══ Source document ══

The Office of Technology Transfer Collection

The following is another post in our series highlighting the collections that are being processed through the NHPRC Basic Processing Grant.

The Office of Technology Transfer Collection documents CSHL’s first inroads into the world of Biotechnology.  Research that was initially carried out in academic laboratories led to the development of recombinant DNA techniques.  This in turn stimulated entrepreneurial scientists to create biotechnology companies. Recombinant DNA is the technology that allows us to insert genes from one organism into another to make it produce a protein product, copy the gene multiple times, or give it a new trait. The discovery of recombinant DNA was considered the "birth" of modern biotechnology.  

CSHL has always been on the forefront of scientific research and discoveries.  Thus, it was a natural progression that the Lab should move into biotechnology.   Here we will show a brief overview of three early forays.

1.       Cellbiology Corporation, a biotechnology company established in 1980, was a wholly owned for-profit subsidiary of Cold Spring Harbor Laboratory. It was originally conceived as the commercial arm of the Lab and as an entity that would initiate CSHL into the biotech world and harness the developments in gene splicing and recombinant DNA techniques.   Cellbiology was used for a few projects in the early-to-mid 1980s, but it never developed into a long-term concern.  The most significant work occured in 1982: Cellbiology Corporation signed a contract with Baxter Travenol, "covering the development of Tissue Plasminogen Activator (tPA) as a potentially useful pharmaceutical product to dissolve blood clots."   Together, the two companies contracted to work with the Genetics Institute in Boston on the Activator.  In July 1984, Baxter Travenol sold its interests in tPA technology to Burroughs Wellcome. Cellbiology Corporation was kept mostly dormant from the mid-1980s on, and it was dissolved in 1995.

═══

* Task list
**a)** Sum up the post on CSHL's biotechnology ventures in two sentences.
**b)** Please extend the post on CSHL's biotechnology ventures, starting right after its final sentence.
The rows have no connection to the post on CSHL's biotechnology ventures.

══ Provided material ══

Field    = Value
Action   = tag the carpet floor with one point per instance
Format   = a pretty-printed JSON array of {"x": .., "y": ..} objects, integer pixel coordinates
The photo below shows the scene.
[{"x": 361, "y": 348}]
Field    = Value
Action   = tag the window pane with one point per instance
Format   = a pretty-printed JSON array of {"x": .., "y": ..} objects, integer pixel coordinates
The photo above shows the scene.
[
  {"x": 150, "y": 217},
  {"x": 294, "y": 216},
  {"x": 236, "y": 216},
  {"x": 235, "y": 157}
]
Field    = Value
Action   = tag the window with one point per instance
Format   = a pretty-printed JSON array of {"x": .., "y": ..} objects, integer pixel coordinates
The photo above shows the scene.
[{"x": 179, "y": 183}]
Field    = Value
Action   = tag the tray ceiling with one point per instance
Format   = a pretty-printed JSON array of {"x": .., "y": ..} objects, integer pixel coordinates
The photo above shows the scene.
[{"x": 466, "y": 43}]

═══

* Answers
**a)** The Office of Technology Transfer Collection documents CSHL's first inroads into biotechnology, a field whose modern form was born with the discovery of recombinant DNA. Cellbiology Corporation, a for-profit subsidiary the Lab established in 1980, signed a 1982 contract with Baxter Travenol to develop tPA as a drug to dissolve blood clots, but it was kept mostly dormant from the mid-1980s on and dissolved in 1995.

**b)**
Dr. Harlow in 1986 with URP student Abhjeet Lele
2.       Ed Harlow: In 1988, while working at CSHL, Ed Harlow and his colleagues established "a crucial functional link between the two general classes of cancer-causing genes (oncogenes and tumor-suppressor genes)".  Oncogenes  (tumor inducing genes) induce changes in cell phenotype.  Adenovirus oncogene E1A can immortalize primary cells and can also cooperate with the adenovirus E1B gene or other oncogene to transform cells in culture.  The transformed cells will induce tumors in animals.  E1A encoded proteins are potent regulators of gene expression able to modulate transcription of both viral and cellular genes.  E1A proteins activate transcription of the other adenovirus early genes and certain cellular genes.  They also repress transcription of genes linked to certain viral or cellular enhancers.

In addition to his work on oncogens, while at CSHL, Dr. Harlow and Nick Dyson worked under a relationship between CSHL and Amersham on monoclonal antibodies.  Dr. Harlow left CSHL in February of 1991 to become scientific director at Massachusetts General Hospital in Boston. 

3.       ICOS Corp. was founded in early 1990 as a Seattle-based drug discovery company specializing in inflammatory diseases. ICOS was founded by three men: George Rathmann, founder of Amgen; Robert Nowinski, founder of Genetic Systems Corporation; and Christopher Henney, founder of Immunex Corporation.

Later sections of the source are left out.